● STATED PROBLEM
Every line below is to be copied exactly, with the pictures left out.

● DATA SUPPLIED
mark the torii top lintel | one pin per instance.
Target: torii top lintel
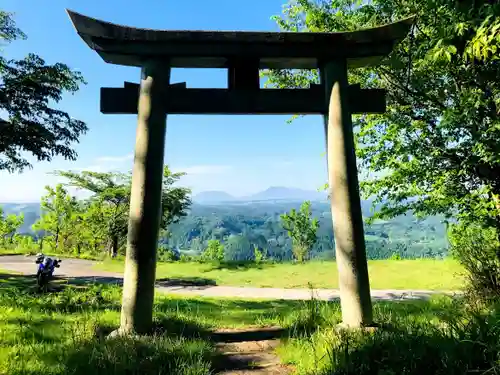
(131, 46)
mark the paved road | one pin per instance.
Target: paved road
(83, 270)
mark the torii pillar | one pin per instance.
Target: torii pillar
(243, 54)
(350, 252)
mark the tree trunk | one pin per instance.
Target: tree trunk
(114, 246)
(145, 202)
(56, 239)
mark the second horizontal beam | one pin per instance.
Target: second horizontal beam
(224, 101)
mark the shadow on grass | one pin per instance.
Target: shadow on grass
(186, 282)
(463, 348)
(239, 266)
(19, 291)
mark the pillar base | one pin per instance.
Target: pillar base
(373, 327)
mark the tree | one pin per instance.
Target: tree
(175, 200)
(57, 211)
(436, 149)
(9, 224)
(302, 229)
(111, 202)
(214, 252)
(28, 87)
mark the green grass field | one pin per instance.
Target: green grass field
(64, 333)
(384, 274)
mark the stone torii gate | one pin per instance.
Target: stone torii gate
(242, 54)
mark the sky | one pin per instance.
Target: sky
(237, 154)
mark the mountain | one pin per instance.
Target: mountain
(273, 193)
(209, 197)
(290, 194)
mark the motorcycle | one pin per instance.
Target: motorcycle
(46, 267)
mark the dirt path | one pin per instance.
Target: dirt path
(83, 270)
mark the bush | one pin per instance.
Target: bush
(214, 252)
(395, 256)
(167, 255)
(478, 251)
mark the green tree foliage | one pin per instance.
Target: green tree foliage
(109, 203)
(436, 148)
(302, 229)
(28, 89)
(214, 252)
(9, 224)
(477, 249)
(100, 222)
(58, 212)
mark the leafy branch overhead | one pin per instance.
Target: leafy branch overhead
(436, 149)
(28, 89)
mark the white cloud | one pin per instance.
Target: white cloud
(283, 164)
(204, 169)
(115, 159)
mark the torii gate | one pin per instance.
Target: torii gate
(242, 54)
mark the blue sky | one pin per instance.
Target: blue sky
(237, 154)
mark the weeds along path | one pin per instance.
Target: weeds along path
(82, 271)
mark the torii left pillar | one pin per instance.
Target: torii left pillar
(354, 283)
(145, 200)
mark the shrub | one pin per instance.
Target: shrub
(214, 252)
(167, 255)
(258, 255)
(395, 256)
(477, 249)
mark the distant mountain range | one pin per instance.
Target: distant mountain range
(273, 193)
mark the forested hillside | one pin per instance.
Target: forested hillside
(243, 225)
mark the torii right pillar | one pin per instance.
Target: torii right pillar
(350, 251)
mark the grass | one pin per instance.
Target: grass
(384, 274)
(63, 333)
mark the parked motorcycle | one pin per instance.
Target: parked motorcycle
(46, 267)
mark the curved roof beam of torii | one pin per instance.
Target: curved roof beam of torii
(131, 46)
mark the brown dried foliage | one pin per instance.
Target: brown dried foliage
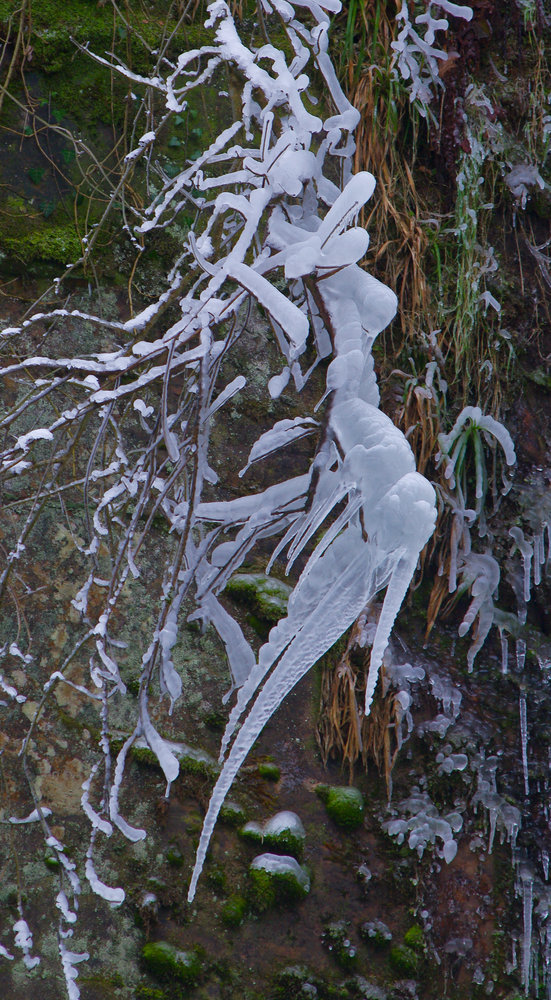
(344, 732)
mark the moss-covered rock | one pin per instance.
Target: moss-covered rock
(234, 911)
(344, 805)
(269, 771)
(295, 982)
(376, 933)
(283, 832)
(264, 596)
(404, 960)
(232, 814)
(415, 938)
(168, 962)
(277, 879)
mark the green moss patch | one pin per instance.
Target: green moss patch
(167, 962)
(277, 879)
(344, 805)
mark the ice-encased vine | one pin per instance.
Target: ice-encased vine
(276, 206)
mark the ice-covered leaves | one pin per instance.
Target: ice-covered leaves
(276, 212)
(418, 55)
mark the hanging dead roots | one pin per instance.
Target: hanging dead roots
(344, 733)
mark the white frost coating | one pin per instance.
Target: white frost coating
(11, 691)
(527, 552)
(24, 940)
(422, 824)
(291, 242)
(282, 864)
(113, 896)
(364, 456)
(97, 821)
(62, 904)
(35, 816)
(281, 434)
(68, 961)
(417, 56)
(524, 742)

● TASK RESPONSE
mark the torii top lintel | one pin per instance.
Target: torii top lintel
(131, 46)
mark the paved road | one pin per instance.
Target: paved road
(83, 270)
mark the torii pillar | one pin per instance.
Target: torii pillar
(243, 54)
(350, 252)
mark the tree trunk | one pin per instance.
Target: tree trunk
(114, 246)
(145, 202)
(56, 239)
mark the second horizontal beam | one pin per instance.
Target: second horizontal beam
(224, 101)
mark the shadow on grass | one pin per instance.
Target: shadow on grass
(186, 282)
(463, 348)
(239, 266)
(19, 291)
mark the pillar base | one pin per instance.
Target: pillar base
(373, 327)
mark the tree | one pin per instance.
Target: tree
(175, 200)
(57, 211)
(436, 149)
(9, 224)
(302, 229)
(111, 202)
(214, 252)
(28, 87)
mark the green grass field | one pin per instance.
Target: green grass field
(64, 333)
(384, 274)
mark the stone torii gate | one pin per instance.
Target: stone torii gate
(242, 54)
mark the sky | one pin per instance.
Target: sky
(237, 154)
mark the mountain | one pin per instance.
Target: mountain
(273, 193)
(209, 197)
(290, 194)
mark the motorcycle | one pin per instance.
Target: motorcycle
(46, 267)
mark the dirt path | one pin per instance.
Target: dirt path
(83, 270)
mark the bush | one pin per instance.
Target: bush
(214, 252)
(395, 256)
(167, 255)
(478, 251)
mark the green tree foliage | one pin per instance.
Target: green tree foliage
(109, 203)
(436, 148)
(302, 229)
(28, 89)
(214, 252)
(9, 224)
(477, 249)
(100, 222)
(58, 212)
mark the leafy branch overhead | one pin per instance.
Target: leafy branch overhead
(436, 149)
(28, 89)
mark the white cloud | one pin per instance.
Target: white cloud
(283, 164)
(204, 169)
(115, 159)
mark the torii gate | one pin per instance.
Target: torii gate
(242, 54)
mark the blue sky | one pin per instance.
Target: blue sky
(237, 154)
mark the weeds along path | one pin per instance.
Target: weeds along path
(82, 271)
mark the torii left pillar | one pin per instance.
Target: torii left pillar
(354, 283)
(145, 200)
mark the shrub | one pin per instance.
Target: shrub
(214, 252)
(167, 255)
(258, 255)
(395, 256)
(477, 249)
mark the distant mountain range | one pin per instance.
Target: distant mountain range
(273, 193)
mark the forested hillside | one pin per instance.
Target: forested hillside
(243, 225)
mark the torii right pillar | one pin per instance.
Target: torii right pillar
(350, 251)
mark the grass | one pin per instance.
Target: grass
(384, 274)
(63, 333)
mark the parked motorcycle | one pin per instance.
Target: parked motorcycle
(46, 267)
mark the curved roof beam of torii | one pin per instance.
Target: curved roof beam of torii
(131, 46)
mark the brown dried foliage | one pin per instance.
Target: brown dried foliage
(344, 732)
mark the moss-covered rock | one pin per instance.
Target: moss-covered rock
(234, 911)
(344, 805)
(269, 771)
(295, 982)
(376, 933)
(283, 832)
(264, 596)
(404, 960)
(232, 814)
(415, 938)
(168, 962)
(277, 879)
mark the green moss patch | one pin per instance.
Target: green moss patch
(167, 962)
(277, 879)
(344, 805)
mark the ice-encased vine | one pin per instance.
Target: ice-encased vine
(276, 206)
mark the ice-covered leaves | one pin per instance.
Target: ice-covered leaves
(276, 212)
(418, 55)
mark the hanging dead roots | one pin per instance.
Target: hanging dead roots
(344, 733)
mark the white frost coating | one pin per instance.
Target: white frost coating
(11, 691)
(527, 552)
(24, 940)
(422, 824)
(291, 242)
(282, 864)
(113, 896)
(364, 456)
(97, 821)
(62, 904)
(35, 816)
(281, 434)
(68, 961)
(417, 56)
(524, 742)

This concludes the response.